Activity: Please retype the records that appear below, exactly and in full.

Source data:
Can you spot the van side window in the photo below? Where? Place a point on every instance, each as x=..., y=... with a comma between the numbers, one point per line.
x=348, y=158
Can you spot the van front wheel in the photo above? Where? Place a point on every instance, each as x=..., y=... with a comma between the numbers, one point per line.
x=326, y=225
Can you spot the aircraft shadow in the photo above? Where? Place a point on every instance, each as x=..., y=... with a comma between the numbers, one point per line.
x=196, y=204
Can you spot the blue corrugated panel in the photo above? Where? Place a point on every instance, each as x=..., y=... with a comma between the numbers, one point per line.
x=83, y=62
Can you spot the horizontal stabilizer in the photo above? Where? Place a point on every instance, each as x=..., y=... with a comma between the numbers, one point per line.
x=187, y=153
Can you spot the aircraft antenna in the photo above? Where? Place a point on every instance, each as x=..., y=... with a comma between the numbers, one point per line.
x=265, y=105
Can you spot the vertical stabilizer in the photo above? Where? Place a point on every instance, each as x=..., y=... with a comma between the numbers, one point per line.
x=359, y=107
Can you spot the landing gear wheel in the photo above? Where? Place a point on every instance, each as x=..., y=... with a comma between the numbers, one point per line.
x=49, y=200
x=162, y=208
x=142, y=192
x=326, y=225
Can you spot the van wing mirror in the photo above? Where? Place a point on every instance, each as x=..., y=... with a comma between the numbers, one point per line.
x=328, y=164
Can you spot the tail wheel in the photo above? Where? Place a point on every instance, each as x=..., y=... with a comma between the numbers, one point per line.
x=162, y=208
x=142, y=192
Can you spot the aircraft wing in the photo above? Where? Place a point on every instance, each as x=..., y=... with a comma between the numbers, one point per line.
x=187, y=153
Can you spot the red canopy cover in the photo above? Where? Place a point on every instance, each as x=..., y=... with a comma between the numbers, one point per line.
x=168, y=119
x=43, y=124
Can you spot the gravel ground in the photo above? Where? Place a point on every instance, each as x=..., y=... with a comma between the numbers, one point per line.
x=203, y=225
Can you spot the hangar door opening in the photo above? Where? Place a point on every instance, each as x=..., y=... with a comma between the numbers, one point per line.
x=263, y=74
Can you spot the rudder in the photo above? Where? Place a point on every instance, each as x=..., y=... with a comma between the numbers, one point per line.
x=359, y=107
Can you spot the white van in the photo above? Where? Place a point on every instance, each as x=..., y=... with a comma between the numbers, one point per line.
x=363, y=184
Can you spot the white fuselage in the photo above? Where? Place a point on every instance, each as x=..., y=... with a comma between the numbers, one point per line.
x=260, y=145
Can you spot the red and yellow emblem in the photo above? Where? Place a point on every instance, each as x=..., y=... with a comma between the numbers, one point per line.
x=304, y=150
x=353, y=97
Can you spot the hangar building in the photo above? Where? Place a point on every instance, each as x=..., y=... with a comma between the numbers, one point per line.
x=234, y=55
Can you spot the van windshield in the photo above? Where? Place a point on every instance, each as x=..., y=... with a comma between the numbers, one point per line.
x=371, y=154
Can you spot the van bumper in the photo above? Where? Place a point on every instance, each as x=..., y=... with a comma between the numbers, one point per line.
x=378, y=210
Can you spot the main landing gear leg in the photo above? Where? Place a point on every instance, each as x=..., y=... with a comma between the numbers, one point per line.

Written response:
Can you spot the van side window in the photo below? Where? Place a point on every instance, each as x=..., y=... with a comma between the numbers, one point per line.
x=348, y=158
Can you spot the van front wheel in the photo above? Where? Place a point on every instance, each as x=..., y=... with a comma between the numbers, one point per line.
x=326, y=225
Can you spot the aircraft shadow in the photo above? Where? Place a point on every instance, each as x=..., y=... with a comma between the numbers, one point per line.
x=196, y=204
Can you spot the blue corrugated panel in the photo above? Where? Place a point on every instance, each as x=..., y=... with a comma between the numbers, one point per line.
x=83, y=62
Can you spot the horizontal stabilizer in the photo above? Where? Place a point on every instance, each as x=..., y=... with a comma between the numbers, one point per line.
x=187, y=153
Can you spot the aircraft antenna in the photo above? Where? Place a point on every instance, each as x=..., y=... with a comma between the numbers, one point per line.
x=265, y=105
Can you spot the vertical stabilizer in the photo above? Where? Place a point on every instance, each as x=..., y=... with a comma between the numbers, one point per line.
x=359, y=107
Can you spot the landing gear wheel in the photo above? Where? Place a point on every instance, each as x=..., y=... with a comma between the numbers, one point per line.
x=49, y=200
x=162, y=208
x=142, y=192
x=326, y=225
Can you spot the van wing mirror in the photo above? Where? Place a point on every instance, each as x=..., y=... with a comma between the numbers, one point per line.
x=328, y=164
Can you spot the tail wheel in the photo above? Where? Place a point on every instance, each as x=..., y=... with a comma between the numbers, one point per line.
x=162, y=208
x=142, y=192
Can you spot the aircraft wing in the photo above? Where? Place a point on every instance, each as x=..., y=... with a comma between the numbers, one point per line.
x=187, y=153
Can you spot the red canopy cover in the photo above? Where? Place a point on every instance, each as x=..., y=... with a comma between the numbers, one point per line.
x=168, y=119
x=43, y=124
Can you spot the gravel ground in the photo above? Where? Place a point on every instance, each as x=..., y=... with a comma between the numbers, one point per line.
x=203, y=225
Can you spot the hangar door opening in the photo above? Where? Place a point on every instance, each as x=..., y=... with a comma between the numbers, one point per line.
x=263, y=74
Can you spot the rudder in the photo above? Where? Place a point on every instance, each as x=..., y=... with a comma between the numbers, one point per line.
x=359, y=107
Can you spot the white van in the photo above? Where? Place a point on every instance, each as x=..., y=... with a comma between the numbers, one point per line.
x=363, y=184
Can you spot the white fuselage in the photo above? Where? Place a point on every instance, each as x=..., y=... with a comma between the numbers, one point per line.
x=260, y=145
Can you spot the red and yellow emblem in the photo above? Where? Place a point on every instance, each as x=..., y=... with a comma between the numbers, one point per line.
x=304, y=150
x=353, y=97
Can you spot the hangar building in the photo above? Where? Place a point on every instance, each as x=..., y=... with a comma between the numbers, one point per line.
x=234, y=55
Can you spot the van windshield in the photo above? Where? Place a point on every instance, each as x=..., y=... with a comma between the numbers, one point per line.
x=371, y=154
Can you spot the van bumper in the photo above? Where? Place a point on every instance, each as x=..., y=... with a comma between the numbers, one point per line.
x=378, y=210
Can you spot the main landing gear leg in the photo above? Where? Place a point on every instance, each as x=..., y=... with a comma between the numbers, one point per line.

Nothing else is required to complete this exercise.